The Trump reality will become clear.
by John Young
Meme of the week: “Wash your hands like you just shook hands with Trump.”
Donald Trump says he washes his hands constantly. Since little of what he’s ever said can be believed, take that claim to the Dumpster and dowse it in bleach.
Trump has comported himself in the midst of the coronavirus emergency like a beer-fueled football fan. He kvetches about the refs (Centers for Disease Control). He cheers for only his side. Scandalously, the only score he sees is the Dow Jones average. It’s all a game.
He is proving as much the problem as any remedy.
As the Washington Post says, in an analysis of how our government is serving the public:
“Public health experts have found their messages undercut, drowned out and muddled by the president’s push to downplay the outbreak with a mix of optimism, bombast and pseudoscience.”
So typical: While overstating the number of test kits available to states, Trump said the slow response in availing test kits for the virus is Barack Obama’s fault.
Not even close. Obama did nothing to gum up testing. His response to the Ebola virus, for instance, was widely praised as nimble and wise. And truthful.
With Trump’s kind of leadership, of course we are awash in bad information – so bad that while the World Health Organization fights the actual germ, it has a web site to confront the “infodemic” of contaminated claims.

Exercise instructions -
- A) In the column on Trump and the coronavirus, why does the author reject Trump's claim that he washes his hands constantly? Answer in one to three sentences.
- B) According to the column on Trump and the coronavirus, what is the only score Trump sees?
- C) Copy out the stretch of the column on Trump and the coronavirus from "As the Washington" through "of contaminated claims.".

Data extracts -
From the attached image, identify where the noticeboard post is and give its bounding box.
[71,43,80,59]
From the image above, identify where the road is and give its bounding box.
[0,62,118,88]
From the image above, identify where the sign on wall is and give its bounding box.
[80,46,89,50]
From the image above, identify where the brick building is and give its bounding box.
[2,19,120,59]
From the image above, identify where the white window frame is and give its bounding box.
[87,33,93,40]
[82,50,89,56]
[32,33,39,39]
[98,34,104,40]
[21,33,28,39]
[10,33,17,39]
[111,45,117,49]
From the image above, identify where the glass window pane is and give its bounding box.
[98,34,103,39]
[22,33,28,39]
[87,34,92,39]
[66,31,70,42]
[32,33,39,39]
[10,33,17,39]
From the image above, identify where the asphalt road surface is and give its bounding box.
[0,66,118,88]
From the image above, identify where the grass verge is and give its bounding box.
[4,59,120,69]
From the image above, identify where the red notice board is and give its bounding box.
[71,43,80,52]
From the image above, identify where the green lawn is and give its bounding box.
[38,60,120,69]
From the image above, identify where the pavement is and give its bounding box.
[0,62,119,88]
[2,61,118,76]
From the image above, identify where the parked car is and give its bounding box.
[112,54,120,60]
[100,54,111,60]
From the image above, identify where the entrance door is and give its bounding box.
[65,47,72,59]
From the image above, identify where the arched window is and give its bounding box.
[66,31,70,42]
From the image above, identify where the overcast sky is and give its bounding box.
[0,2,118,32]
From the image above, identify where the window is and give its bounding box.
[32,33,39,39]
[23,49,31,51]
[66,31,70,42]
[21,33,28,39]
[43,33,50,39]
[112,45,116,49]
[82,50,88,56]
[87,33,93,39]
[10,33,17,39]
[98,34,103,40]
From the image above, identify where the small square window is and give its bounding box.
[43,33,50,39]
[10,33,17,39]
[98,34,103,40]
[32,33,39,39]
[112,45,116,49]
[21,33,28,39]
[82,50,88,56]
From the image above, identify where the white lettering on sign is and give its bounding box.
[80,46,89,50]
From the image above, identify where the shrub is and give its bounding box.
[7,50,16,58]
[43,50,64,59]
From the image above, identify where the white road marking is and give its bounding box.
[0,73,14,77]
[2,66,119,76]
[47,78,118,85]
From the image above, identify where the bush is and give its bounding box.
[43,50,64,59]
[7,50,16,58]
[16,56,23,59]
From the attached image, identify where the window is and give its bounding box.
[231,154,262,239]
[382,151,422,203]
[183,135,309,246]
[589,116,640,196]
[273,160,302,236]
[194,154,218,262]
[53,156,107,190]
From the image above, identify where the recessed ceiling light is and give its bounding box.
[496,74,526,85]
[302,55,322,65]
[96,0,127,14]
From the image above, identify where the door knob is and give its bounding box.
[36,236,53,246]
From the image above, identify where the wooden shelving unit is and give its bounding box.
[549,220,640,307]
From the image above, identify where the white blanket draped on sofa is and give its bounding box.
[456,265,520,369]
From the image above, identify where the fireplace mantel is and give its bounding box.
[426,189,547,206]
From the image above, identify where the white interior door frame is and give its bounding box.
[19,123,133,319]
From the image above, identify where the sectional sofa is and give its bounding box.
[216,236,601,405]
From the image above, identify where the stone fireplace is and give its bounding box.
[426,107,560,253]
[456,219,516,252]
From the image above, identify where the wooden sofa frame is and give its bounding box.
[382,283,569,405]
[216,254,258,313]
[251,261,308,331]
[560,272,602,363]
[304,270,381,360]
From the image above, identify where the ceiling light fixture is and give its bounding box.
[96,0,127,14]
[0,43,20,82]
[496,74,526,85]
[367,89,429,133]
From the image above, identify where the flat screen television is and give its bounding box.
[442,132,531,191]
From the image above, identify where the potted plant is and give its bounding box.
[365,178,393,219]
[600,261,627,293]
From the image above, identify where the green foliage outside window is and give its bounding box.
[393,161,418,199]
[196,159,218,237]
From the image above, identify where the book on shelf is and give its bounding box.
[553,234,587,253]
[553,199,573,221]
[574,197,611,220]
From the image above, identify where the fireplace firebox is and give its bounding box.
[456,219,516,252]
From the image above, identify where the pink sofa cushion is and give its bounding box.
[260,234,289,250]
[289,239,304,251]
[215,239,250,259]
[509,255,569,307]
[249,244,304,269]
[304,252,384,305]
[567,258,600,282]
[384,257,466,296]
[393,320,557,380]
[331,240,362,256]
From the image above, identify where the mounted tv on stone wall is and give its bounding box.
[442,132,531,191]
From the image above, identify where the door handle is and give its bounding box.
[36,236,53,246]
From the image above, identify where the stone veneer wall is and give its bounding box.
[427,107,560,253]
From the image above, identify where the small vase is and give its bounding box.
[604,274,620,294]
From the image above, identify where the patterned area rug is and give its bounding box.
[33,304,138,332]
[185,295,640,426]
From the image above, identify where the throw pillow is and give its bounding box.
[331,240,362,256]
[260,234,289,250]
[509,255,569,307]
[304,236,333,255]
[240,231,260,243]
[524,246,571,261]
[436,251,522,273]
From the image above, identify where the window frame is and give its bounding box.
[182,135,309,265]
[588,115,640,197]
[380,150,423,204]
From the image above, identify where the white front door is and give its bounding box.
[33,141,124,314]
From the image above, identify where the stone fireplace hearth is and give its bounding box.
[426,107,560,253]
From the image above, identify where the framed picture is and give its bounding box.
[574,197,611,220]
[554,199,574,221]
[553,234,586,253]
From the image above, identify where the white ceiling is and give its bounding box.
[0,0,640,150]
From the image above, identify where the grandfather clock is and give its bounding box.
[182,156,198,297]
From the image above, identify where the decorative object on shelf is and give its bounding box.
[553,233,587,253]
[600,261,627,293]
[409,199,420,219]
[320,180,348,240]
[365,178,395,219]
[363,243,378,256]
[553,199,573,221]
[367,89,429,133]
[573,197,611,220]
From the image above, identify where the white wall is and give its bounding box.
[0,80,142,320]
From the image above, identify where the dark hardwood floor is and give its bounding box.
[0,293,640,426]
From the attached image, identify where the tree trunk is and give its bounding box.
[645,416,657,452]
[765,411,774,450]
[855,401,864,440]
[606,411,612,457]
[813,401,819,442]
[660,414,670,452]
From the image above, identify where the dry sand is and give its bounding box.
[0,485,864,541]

Answer list -
- A) The author rejects the claim because, according to the column, little of what Trump has ever said can be believed.

- B) The Dow Jones average.

- C)
As the Washington Post says, in an analysis of how our government is serving the public:
“Public health experts have found their messages undercut, drowned out and muddled by the president’s push to downplay the outbreak with a mix of optimism, bombast and pseudoscience.”
So typical: While overstating the number of test kits available to states, Trump said the slow response in availing test kits for the virus is Barack Obama’s fault.
Not even close. Obama did nothing to gum up testing. His response to the Ebola virus, for instance, was widely praised as nimble and wise. And truthful.
With Trump’s kind of leadership, of course we are awash in bad information – so bad that while the World Health Organization fights the actual germ, it has a web site to confront the “infodemic” of contaminated claims.